> Action item
In the records that follow, locate every line with "hands" and extract it.

> Dataset extract

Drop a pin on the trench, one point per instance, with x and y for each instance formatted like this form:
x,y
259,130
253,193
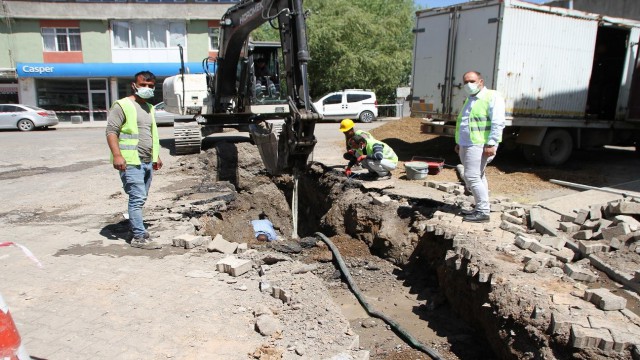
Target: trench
x,y
419,272
451,308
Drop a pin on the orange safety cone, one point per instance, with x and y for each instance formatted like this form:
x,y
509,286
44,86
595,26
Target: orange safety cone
x,y
10,343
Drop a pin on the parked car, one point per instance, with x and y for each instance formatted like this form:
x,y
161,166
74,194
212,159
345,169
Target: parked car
x,y
164,117
357,104
65,111
26,117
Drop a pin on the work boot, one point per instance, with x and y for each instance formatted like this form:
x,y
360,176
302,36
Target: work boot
x,y
476,217
467,211
146,244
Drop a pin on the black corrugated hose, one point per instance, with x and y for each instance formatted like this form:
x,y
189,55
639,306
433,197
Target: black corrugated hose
x,y
354,288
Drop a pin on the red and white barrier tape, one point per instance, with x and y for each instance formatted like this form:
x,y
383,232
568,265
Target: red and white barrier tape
x,y
24,249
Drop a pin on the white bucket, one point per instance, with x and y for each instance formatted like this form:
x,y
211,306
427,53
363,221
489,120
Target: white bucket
x,y
416,170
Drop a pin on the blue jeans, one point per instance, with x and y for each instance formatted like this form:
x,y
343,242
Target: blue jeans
x,y
136,182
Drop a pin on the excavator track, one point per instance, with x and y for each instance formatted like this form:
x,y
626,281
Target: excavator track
x,y
187,137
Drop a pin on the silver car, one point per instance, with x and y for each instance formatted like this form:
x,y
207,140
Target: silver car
x,y
26,117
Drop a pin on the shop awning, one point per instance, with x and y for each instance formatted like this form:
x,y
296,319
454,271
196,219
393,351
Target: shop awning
x,y
66,70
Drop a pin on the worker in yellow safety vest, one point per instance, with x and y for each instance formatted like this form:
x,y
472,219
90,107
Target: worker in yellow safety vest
x,y
132,136
375,156
478,132
347,127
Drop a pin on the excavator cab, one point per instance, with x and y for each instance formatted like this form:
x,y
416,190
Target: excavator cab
x,y
261,86
266,73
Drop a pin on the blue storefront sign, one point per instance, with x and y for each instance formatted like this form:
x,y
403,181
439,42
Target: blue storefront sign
x,y
60,70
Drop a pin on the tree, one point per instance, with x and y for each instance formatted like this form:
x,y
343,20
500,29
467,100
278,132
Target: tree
x,y
361,44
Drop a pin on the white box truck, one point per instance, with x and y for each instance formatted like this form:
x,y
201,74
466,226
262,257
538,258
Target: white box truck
x,y
570,79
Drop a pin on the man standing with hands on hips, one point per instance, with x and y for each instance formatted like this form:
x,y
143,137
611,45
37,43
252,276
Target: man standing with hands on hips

> Answer to the exercise
Drop a pin on the man standing with hands on hips, one point per instance, with x and y for each instance formatted like this form:
Target: man standing with hands on hips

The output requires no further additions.